**GESTELDE OPDRACHT A**
Beantwoord deze vragen over de tekst over de zorgregeling:
(i) Van welke datum is de beschikking met de voorlopige zorgregeling?
(ii) Rond hoe laat brengt de man [minderjarige] volgens de vrouw terug?
(iii) Wanneer haalt de man [minderjarige] volgens hemzelf tussendoor op?

**AANGELEVERDE TEKST**

3.De vorderingen de standpunten van partijen

in conventie en in reconventie
3.1.
De vrouw vordert in conventie dat de voorzieningenrechter de man veroordeelt om de voorlopige zorgregeling uit de beschikking van 27 augustus 2024 stipt na te komen, op straffe van een dwangsom voor iedere keer dat de man [minderjarige] niet op tijd haalt of terugbrengt en de man verbiedt om [minderjarige] bij de vrouw op te halen op een ander moment dan in de beschikking van de rechtbank is bepaald, eveneens op straffe van een dwangsom, onder compensatie van de proceskosten.
3.2.
De vrouw voert aan dat het voor haar en voor [minderjarige] te onrustig is als de man [minderjarige] buiten de afgesproken omgangsmomenten komt opzoeken en/of ophalen en haar bovendien pas rond 20:00 uur terugbrengt.
3.3.
De man voert verweer. Hij stelt dat het de vrouw zelf is die hem soms op zaterdag vraagt of hij [minderjarige] vast op kan halen omdat zij een afspraak heeft, waarmee zij van de regeling afwijkt en waarna hij [minderjarige] op zondagavond weer bij de vrouw terugbrengt omdat het anders te lang is voor haar. Hij erkent verder dat hij [minderjarige] tussendoor af en toe ophaalt, maar alleen op momenten als [minderjarige] hem dat vraagt omdat de vrouw haar alleen gelaten heeft zonder oppas. Hij vordert in reconventie op zijn beurt dat de vrouw wordt veroordeeld de zorgregeling stipt na te komen en [minderjarige] niet alleen thuis te laten, op straffe van een dwangsom.
3.4.
Op de stellingen van partijen wordt hierna, voor zover van belang, nader ingegaan.

4.De beoordeling

in conventie en in reconventie

4.1.
Beide partijen vorderen veroordeling van de andere partij om de zorgregeling stipt na te komen. Daarom zullen de vorderingen in conventie en in reconventie gezamenlijk worden behandeld en beoordeeld.
4.2.

**GESTELDE OPDRACHT B**
Zet de regels van de lijst in een Markdown-tabel met de kolommen Nummer en Regel. Neem de regels van de regel met "Target: man with gray cap" tot en met het einde van de lijst en laat lege regels weg.

**Brongegevens**
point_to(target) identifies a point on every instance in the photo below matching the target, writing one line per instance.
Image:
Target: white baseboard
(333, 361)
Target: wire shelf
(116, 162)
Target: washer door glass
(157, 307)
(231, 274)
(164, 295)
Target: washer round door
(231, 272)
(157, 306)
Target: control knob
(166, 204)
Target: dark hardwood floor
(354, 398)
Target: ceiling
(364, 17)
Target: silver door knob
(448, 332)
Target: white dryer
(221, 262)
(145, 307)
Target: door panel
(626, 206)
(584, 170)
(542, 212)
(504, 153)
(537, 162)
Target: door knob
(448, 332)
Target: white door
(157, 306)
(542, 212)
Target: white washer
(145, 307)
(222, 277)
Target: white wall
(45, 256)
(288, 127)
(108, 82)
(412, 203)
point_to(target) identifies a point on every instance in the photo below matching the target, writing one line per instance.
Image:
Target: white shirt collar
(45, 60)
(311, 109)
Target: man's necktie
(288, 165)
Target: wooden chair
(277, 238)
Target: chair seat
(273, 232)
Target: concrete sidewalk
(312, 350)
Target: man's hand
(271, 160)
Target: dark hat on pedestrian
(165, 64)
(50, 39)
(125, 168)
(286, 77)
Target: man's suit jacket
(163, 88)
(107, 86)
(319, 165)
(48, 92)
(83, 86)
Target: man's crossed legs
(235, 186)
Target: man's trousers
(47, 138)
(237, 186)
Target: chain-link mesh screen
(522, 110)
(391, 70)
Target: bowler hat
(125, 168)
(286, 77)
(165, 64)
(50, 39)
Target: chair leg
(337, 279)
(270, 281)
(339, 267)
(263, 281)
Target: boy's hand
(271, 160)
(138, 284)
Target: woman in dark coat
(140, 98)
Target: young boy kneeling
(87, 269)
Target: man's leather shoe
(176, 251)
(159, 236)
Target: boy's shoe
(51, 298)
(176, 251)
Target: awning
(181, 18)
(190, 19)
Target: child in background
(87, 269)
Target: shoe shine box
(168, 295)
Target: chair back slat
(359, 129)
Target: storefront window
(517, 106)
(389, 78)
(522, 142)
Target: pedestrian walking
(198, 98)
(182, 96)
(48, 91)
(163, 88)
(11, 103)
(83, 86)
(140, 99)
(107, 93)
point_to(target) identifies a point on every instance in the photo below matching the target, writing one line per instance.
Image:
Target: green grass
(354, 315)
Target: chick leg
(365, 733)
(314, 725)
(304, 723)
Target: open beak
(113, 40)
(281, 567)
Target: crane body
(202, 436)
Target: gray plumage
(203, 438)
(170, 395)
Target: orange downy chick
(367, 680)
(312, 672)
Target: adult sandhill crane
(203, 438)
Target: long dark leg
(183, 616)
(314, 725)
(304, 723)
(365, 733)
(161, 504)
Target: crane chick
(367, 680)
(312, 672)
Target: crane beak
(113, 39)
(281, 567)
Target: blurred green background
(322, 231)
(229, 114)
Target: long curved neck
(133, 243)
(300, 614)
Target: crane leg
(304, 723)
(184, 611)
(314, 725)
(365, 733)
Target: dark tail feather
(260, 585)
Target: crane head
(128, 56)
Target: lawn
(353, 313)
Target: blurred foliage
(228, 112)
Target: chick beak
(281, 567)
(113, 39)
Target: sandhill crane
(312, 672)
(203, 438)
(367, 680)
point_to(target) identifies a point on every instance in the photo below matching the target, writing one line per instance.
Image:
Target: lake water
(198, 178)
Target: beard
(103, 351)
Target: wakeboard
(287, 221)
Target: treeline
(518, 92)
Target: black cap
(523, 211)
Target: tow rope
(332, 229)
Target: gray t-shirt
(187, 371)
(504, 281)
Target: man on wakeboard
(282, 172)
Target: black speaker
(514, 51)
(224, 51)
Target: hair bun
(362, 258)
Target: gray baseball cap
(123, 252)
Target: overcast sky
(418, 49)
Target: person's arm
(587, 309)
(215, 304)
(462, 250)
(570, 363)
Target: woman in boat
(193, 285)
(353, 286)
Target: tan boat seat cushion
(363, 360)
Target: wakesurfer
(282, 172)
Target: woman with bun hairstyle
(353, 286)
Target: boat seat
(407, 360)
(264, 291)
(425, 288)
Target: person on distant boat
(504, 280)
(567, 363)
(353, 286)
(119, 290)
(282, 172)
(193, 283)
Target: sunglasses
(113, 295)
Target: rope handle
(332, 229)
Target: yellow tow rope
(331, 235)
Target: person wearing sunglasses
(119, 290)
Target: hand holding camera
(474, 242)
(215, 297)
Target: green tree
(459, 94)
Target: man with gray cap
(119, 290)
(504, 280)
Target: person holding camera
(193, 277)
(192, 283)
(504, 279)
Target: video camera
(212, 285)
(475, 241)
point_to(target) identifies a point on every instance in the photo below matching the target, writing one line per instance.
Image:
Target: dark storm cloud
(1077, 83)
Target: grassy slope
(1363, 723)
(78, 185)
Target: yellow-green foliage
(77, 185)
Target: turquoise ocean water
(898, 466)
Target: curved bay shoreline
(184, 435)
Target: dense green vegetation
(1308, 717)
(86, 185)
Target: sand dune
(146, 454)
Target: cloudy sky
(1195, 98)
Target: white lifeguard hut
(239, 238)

**ANTWOORD OPDRACHT A**
(i) 27 augustus 2024.
(ii) Rond 20:00 uur.
(iii) Alleen als [minderjarige] hem dat vraagt omdat de vrouw haar zonder oppas alleen heeft gelaten.

**ANTWOORD OPDRACHT B**
| Nummer | Regel |
|---|---|
| 1 | Target: man with gray cap |
| 2 | (119, 290) |
| 3 | (504, 280) |
| 4 | Target: person holding camera |
| 5 | (193, 277) |
| 6 | (192, 283) |
| 7 | (504, 279) |
| 8 | Target: video camera |
| 9 | (212, 285) |
| 10 | (475, 241) |
| 11 | point_to(target) identifies a point on every instance in the photo below matching the target, writing one line per instance. |
| 12 | Image: |
| 13 | Target: dark storm cloud |
| 14 | (1077, 83) |
| 15 | Target: grassy slope |
| 16 | (1363, 723) |
| 17 | (78, 185) |
| 18 | Target: yellow-green foliage |
| 19 | (77, 185) |
| 20 | Target: turquoise ocean water |
| 21 | (898, 466) |
| 22 | Target: curved bay shoreline |
| 23 | (184, 435) |
| 24 | Target: dense green vegetation |
| 25 | (1308, 717) |
| 26 | (86, 185) |
| 27 | Target: sand dune |
| 28 | (146, 454) |
| 29 | Target: cloudy sky |
| 30 | (1195, 98) |
| 31 | Target: white lifeguard hut |
| 32 | (239, 238) |